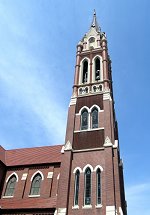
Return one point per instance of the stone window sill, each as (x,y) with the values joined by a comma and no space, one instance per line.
(7,197)
(87,207)
(98,206)
(75,207)
(33,196)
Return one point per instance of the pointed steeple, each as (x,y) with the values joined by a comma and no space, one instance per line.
(94,23)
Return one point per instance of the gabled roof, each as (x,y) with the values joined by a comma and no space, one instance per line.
(30,156)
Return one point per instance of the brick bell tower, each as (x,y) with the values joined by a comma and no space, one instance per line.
(91,177)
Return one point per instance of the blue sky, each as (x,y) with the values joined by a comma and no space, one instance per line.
(37,57)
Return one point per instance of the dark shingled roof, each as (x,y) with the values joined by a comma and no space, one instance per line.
(37,155)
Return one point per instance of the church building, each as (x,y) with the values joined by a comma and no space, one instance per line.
(85,174)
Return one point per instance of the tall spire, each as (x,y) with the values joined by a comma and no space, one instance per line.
(94,23)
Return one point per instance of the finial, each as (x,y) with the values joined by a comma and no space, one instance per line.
(95,23)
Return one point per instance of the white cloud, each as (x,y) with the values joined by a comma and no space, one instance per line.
(28,88)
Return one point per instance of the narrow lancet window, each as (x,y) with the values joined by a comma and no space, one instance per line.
(84,120)
(95,118)
(98,185)
(85,72)
(97,69)
(36,184)
(88,186)
(10,188)
(76,194)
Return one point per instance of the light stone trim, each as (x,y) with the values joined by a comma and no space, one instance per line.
(37,173)
(7,197)
(62,211)
(24,176)
(77,168)
(107,142)
(58,176)
(75,207)
(107,96)
(99,206)
(100,167)
(67,146)
(90,129)
(93,68)
(120,211)
(73,101)
(14,173)
(110,210)
(50,175)
(88,166)
(81,71)
(87,207)
(115,144)
(89,150)
(33,196)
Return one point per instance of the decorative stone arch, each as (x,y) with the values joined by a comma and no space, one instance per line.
(77,168)
(98,167)
(92,42)
(95,106)
(88,166)
(36,174)
(14,173)
(101,68)
(84,107)
(81,70)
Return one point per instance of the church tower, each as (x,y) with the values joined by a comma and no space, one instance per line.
(91,177)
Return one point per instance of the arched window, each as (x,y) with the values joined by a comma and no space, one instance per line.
(76,192)
(10,188)
(95,118)
(97,69)
(36,184)
(84,120)
(87,197)
(91,40)
(85,71)
(98,186)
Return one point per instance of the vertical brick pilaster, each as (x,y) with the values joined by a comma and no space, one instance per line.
(64,181)
(109,177)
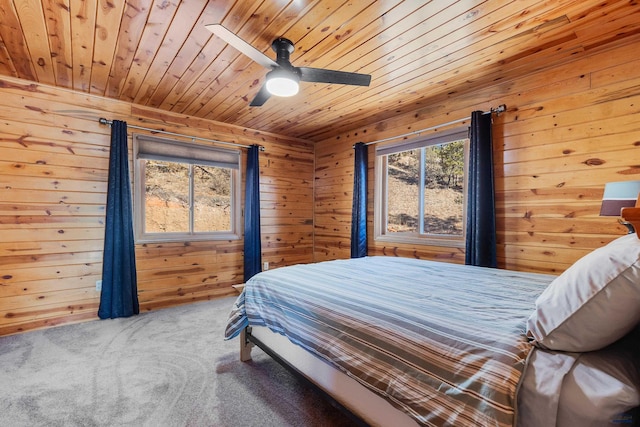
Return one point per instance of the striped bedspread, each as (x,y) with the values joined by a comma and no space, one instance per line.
(443,342)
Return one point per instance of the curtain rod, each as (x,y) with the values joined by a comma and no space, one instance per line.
(499,109)
(104,121)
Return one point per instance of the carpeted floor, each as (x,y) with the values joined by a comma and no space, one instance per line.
(170,367)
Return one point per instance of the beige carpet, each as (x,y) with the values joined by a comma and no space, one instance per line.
(170,367)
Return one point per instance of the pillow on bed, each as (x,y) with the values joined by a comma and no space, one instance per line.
(593,303)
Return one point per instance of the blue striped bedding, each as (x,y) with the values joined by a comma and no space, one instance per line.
(443,342)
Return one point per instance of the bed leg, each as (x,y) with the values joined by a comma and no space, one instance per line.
(245,346)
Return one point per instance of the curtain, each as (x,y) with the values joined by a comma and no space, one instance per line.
(481,223)
(359,207)
(252,245)
(119,295)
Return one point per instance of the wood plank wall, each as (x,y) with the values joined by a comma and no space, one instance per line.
(569,129)
(53,172)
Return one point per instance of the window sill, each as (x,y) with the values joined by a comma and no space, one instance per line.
(426,241)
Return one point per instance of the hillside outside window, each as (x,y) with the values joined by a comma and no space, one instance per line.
(420,190)
(184,191)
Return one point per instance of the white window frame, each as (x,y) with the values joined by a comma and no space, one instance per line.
(147,147)
(381,185)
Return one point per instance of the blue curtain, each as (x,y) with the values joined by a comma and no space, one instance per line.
(359,208)
(252,245)
(481,222)
(119,295)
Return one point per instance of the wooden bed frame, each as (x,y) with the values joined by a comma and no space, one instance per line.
(360,404)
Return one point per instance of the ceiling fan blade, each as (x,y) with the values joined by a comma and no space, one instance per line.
(320,75)
(241,45)
(261,97)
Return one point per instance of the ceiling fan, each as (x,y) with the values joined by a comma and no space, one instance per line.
(284,78)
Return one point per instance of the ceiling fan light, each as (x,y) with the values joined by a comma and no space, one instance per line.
(282,84)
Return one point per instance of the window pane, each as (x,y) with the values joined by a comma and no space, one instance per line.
(212,199)
(166,197)
(444,188)
(402,191)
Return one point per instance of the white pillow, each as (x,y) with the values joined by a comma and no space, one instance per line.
(593,303)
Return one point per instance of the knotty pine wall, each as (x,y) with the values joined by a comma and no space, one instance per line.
(53,175)
(568,130)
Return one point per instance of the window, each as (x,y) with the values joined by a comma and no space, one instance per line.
(420,190)
(185,191)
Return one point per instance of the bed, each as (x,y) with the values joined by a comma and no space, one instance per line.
(399,341)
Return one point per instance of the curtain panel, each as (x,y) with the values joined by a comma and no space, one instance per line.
(119,295)
(359,205)
(481,222)
(252,244)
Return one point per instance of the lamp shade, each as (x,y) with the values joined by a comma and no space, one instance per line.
(618,195)
(282,83)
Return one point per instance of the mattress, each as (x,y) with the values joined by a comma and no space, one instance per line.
(443,343)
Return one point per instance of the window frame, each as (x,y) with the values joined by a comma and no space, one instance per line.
(171,150)
(381,188)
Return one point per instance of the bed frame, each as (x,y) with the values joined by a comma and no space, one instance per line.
(359,403)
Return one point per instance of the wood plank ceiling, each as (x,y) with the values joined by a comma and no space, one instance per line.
(159,53)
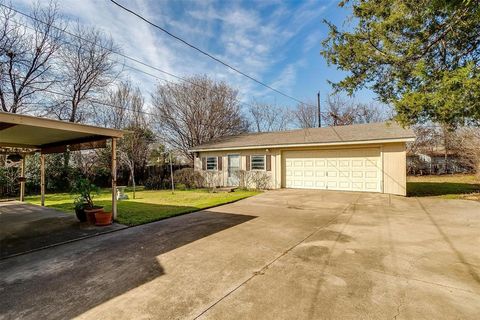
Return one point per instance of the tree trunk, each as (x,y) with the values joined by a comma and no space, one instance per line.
(132,176)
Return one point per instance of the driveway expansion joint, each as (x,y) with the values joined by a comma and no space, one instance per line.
(264,268)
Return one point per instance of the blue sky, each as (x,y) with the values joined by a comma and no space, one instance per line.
(275,41)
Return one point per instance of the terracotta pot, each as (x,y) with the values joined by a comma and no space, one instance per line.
(103,218)
(91,214)
(81,215)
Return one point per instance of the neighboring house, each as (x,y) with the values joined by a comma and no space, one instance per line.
(433,162)
(364,157)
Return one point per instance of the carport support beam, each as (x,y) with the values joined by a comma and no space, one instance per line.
(22,181)
(42,179)
(114,178)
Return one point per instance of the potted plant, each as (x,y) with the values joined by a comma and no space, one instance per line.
(80,209)
(103,218)
(86,191)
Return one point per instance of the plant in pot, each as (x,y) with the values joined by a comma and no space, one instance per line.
(86,192)
(80,209)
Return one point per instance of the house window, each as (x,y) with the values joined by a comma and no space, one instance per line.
(257,162)
(211,163)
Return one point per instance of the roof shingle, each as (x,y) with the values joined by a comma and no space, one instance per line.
(339,134)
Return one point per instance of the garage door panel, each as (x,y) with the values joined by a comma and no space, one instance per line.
(354,169)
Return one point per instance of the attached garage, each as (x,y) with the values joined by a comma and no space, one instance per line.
(340,169)
(365,158)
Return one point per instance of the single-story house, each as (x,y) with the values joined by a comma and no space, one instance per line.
(364,157)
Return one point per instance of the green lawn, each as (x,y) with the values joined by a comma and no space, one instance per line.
(149,205)
(458,186)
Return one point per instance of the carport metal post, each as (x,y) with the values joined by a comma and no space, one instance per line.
(42,179)
(114,178)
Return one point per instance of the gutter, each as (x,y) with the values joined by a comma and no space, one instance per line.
(293,145)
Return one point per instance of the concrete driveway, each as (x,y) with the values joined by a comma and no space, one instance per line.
(287,254)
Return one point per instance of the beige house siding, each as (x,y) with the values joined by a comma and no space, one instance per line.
(395,169)
(392,155)
(223,174)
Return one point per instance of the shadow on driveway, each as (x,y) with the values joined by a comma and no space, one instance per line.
(66,281)
(25,227)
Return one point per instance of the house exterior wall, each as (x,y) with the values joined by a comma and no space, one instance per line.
(222,175)
(394,168)
(393,157)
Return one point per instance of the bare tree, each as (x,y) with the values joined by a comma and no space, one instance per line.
(369,113)
(196,111)
(26,56)
(340,111)
(345,111)
(126,107)
(306,116)
(127,112)
(89,68)
(266,117)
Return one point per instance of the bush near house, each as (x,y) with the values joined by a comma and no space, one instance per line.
(458,186)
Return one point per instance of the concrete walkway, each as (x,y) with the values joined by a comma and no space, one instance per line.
(25,227)
(287,254)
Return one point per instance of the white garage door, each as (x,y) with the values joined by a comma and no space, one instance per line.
(346,169)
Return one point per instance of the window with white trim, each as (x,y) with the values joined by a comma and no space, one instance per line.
(257,162)
(212,163)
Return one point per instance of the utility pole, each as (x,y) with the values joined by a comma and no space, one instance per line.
(319,110)
(171,172)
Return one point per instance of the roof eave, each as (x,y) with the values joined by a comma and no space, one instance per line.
(322,144)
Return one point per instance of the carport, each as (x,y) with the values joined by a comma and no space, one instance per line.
(25,135)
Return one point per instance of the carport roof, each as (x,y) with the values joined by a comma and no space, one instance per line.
(351,134)
(28,132)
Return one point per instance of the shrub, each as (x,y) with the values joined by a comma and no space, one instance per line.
(155,183)
(188,177)
(259,180)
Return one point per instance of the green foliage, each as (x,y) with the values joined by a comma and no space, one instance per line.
(156,183)
(421,56)
(188,177)
(86,191)
(151,205)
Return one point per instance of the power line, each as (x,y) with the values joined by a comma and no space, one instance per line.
(206,53)
(117,53)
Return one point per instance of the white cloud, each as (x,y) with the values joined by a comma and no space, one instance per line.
(248,38)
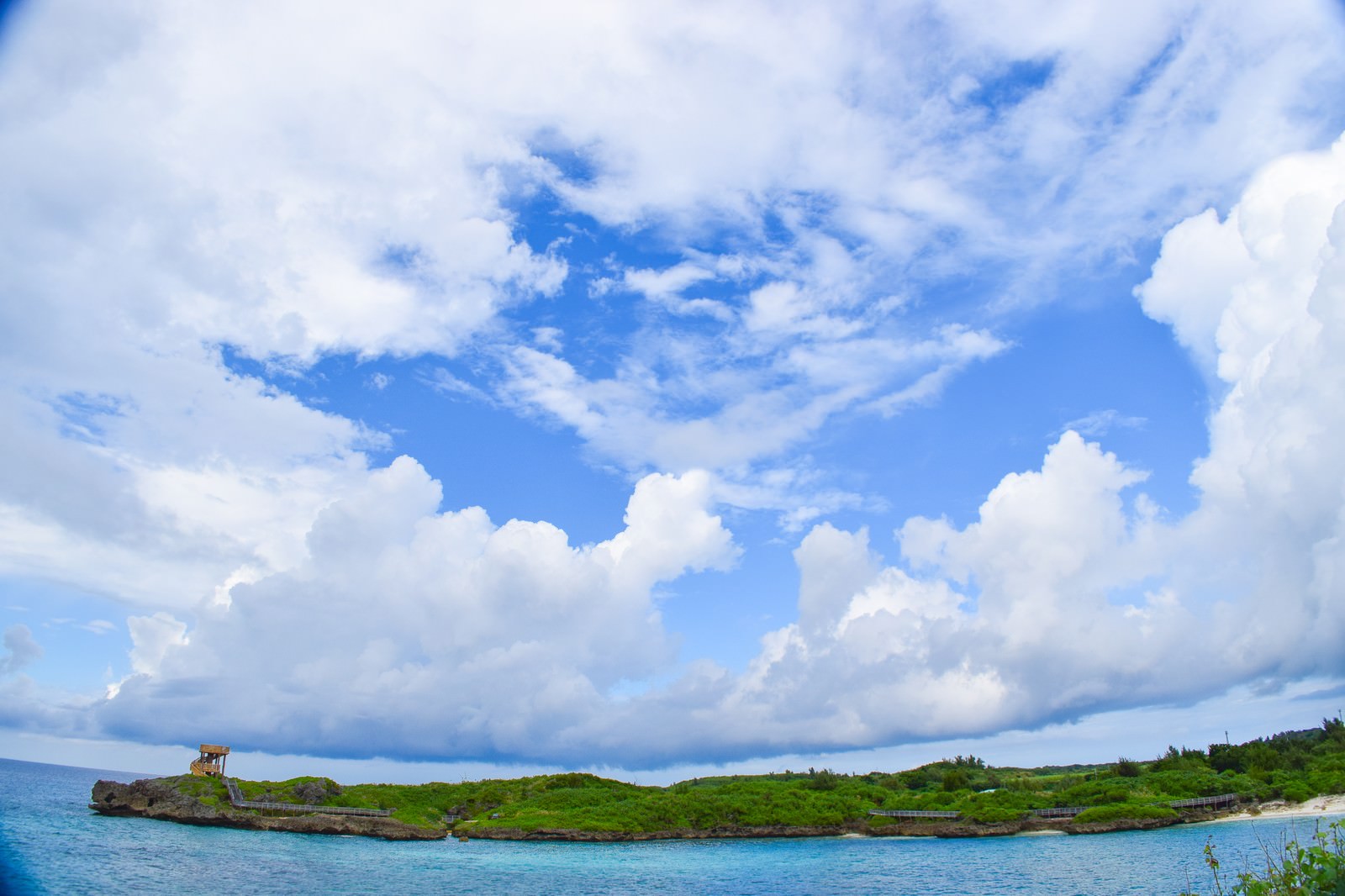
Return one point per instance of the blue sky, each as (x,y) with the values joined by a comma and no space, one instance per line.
(743,387)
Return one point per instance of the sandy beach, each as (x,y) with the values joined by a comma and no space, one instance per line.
(1332,804)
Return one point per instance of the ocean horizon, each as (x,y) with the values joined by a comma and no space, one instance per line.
(50,842)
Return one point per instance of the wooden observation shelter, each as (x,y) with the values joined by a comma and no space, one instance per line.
(212,762)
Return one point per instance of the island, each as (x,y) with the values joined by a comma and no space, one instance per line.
(959,797)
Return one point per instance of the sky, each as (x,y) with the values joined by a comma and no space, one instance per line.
(665,389)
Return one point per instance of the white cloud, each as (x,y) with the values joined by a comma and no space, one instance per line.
(20,649)
(414,633)
(293,183)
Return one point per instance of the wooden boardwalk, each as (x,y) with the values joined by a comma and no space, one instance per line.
(235,798)
(1064,811)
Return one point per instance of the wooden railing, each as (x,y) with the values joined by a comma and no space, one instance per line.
(1062,811)
(1223,799)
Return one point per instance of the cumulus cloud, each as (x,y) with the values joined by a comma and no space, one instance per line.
(1068,595)
(19,649)
(414,633)
(185,187)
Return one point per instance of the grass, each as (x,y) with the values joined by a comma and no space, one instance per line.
(1295,766)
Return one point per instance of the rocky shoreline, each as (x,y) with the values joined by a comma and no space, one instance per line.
(158,798)
(155,798)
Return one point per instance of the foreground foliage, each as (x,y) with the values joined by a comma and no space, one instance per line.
(1291,766)
(1315,869)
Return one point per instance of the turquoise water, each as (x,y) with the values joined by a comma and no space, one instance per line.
(50,842)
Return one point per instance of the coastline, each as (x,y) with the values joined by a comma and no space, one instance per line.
(1315,808)
(158,798)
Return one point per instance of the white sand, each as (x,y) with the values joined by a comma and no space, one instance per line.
(1333,804)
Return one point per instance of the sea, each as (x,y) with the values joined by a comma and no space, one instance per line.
(51,842)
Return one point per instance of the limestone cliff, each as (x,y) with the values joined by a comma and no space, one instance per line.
(159,798)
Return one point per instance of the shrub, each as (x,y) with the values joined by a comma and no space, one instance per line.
(1123,810)
(1127,768)
(1317,868)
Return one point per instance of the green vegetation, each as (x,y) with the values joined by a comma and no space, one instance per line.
(1123,810)
(1293,766)
(1315,869)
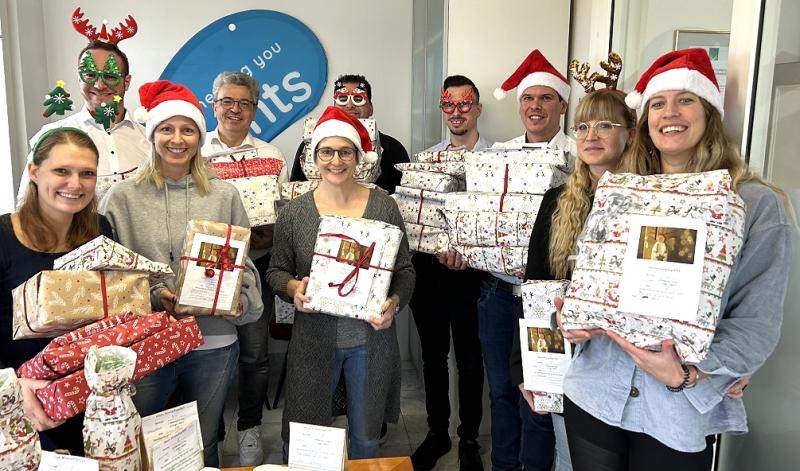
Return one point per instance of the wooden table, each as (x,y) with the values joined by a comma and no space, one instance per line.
(398,463)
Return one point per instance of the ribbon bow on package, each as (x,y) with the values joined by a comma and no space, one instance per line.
(352,266)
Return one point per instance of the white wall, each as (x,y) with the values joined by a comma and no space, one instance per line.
(486,41)
(363,36)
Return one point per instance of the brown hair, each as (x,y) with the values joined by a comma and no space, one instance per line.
(85,224)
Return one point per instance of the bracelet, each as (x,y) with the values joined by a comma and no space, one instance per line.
(683,385)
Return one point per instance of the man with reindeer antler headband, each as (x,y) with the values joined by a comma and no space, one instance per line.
(104,76)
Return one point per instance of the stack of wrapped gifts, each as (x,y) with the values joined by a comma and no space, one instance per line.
(155,340)
(98,279)
(352,266)
(421,196)
(654,258)
(255,177)
(491,223)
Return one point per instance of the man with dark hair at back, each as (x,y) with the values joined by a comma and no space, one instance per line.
(104,73)
(353,94)
(446,301)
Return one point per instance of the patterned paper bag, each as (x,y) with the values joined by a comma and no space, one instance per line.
(212,269)
(19,443)
(420,206)
(593,298)
(102,253)
(112,424)
(52,303)
(352,266)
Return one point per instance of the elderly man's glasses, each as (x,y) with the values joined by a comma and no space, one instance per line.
(244,104)
(346,154)
(602,129)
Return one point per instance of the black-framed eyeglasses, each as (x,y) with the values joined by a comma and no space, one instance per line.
(602,129)
(244,103)
(346,154)
(449,107)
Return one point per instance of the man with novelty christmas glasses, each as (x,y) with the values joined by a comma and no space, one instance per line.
(103,74)
(353,95)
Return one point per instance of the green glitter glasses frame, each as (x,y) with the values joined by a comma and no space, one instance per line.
(602,129)
(346,154)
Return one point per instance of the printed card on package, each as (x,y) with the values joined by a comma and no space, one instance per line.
(317,448)
(545,356)
(663,267)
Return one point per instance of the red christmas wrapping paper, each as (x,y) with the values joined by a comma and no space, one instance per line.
(66,397)
(247,168)
(66,354)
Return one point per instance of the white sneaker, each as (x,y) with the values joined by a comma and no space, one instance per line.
(251,450)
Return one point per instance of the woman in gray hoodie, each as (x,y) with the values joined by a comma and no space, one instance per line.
(149,214)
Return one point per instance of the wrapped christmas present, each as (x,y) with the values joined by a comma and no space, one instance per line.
(352,266)
(111,425)
(258,194)
(426,239)
(284,311)
(533,172)
(654,258)
(212,269)
(66,354)
(366,172)
(538,299)
(102,253)
(19,443)
(426,177)
(449,155)
(104,182)
(508,260)
(66,397)
(420,206)
(52,303)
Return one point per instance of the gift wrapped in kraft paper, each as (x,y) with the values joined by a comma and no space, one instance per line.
(652,266)
(19,443)
(352,266)
(112,425)
(52,303)
(103,254)
(212,266)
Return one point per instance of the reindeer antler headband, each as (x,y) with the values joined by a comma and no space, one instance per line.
(612,70)
(121,32)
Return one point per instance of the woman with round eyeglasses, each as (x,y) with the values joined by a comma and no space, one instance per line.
(324,347)
(631,408)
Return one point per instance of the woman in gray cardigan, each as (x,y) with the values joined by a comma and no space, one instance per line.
(323,347)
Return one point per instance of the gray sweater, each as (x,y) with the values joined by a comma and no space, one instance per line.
(315,336)
(153,221)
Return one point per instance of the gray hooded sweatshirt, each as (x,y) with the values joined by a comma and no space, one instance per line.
(152,221)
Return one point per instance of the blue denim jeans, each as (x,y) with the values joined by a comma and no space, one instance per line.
(520,437)
(204,376)
(352,362)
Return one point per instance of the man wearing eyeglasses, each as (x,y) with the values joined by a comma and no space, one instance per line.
(103,73)
(353,95)
(445,301)
(235,103)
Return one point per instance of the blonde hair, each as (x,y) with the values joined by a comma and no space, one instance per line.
(714,152)
(575,201)
(150,171)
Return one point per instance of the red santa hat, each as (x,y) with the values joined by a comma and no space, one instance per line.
(685,69)
(162,100)
(336,123)
(534,70)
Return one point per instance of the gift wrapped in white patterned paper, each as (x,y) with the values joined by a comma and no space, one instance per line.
(112,425)
(530,171)
(352,266)
(420,206)
(593,296)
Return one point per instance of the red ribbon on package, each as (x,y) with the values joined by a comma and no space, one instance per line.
(223,264)
(360,263)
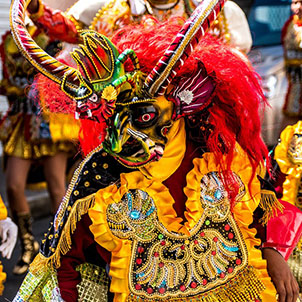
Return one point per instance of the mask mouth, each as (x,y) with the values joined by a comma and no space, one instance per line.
(138,150)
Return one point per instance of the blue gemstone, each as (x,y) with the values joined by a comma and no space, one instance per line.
(217,194)
(135,214)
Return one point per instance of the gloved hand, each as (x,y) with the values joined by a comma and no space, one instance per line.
(8,234)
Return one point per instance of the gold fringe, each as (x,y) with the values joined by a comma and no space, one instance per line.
(270,205)
(245,287)
(80,208)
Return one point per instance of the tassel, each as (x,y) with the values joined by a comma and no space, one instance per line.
(81,207)
(270,205)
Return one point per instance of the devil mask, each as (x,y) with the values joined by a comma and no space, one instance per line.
(136,109)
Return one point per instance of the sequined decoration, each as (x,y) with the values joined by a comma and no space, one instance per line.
(168,264)
(39,287)
(94,286)
(43,287)
(295,149)
(295,264)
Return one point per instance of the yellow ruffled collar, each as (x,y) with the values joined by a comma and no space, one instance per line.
(121,248)
(173,155)
(293,171)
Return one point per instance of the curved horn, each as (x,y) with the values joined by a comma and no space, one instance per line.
(46,64)
(183,45)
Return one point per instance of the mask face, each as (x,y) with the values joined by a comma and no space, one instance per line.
(137,131)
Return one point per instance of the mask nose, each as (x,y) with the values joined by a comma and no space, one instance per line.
(118,134)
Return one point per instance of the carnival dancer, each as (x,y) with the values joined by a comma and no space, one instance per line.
(31,135)
(8,235)
(165,200)
(287,154)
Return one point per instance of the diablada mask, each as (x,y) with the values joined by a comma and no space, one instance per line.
(137,110)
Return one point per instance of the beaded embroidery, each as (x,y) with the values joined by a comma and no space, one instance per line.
(169,264)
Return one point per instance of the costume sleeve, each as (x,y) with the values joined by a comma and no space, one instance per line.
(3,210)
(56,24)
(239,29)
(68,277)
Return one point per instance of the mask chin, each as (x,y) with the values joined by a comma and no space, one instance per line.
(137,153)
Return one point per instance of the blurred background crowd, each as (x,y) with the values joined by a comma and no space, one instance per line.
(266,19)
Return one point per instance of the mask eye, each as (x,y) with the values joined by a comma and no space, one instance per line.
(94,98)
(144,116)
(147,117)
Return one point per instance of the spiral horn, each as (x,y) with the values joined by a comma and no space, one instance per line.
(60,73)
(183,45)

#### REQUIRED ACTION:
Only the lines from the one containing "Return one point per instance of the costume" through the last line of the material should be returned, each one exactly as written.

#### RESULT OF THE TASK:
Return one point per instance of the costume sleeve, each as (x,y) with the values joined by a comma and no space, one instance per line.
(3,210)
(56,24)
(239,29)
(68,277)
Return one point per instance of the mask chin, each as (x,y) with the values joined by a comma and no space, one instance per line.
(137,153)
Return one point per instance of the blurred background crowd, each as (x,y) with the values joined by a comma and no space, one instance per line.
(266,19)
Return one point per instance of the mask eye, each as (x,y) with the values joined by a comma and no space, one instance per line.
(94,98)
(144,116)
(147,117)
Return one point per instance of the spiral horn, each as (x,y) with the values joined by a comma and no space, one instance per line.
(60,73)
(183,45)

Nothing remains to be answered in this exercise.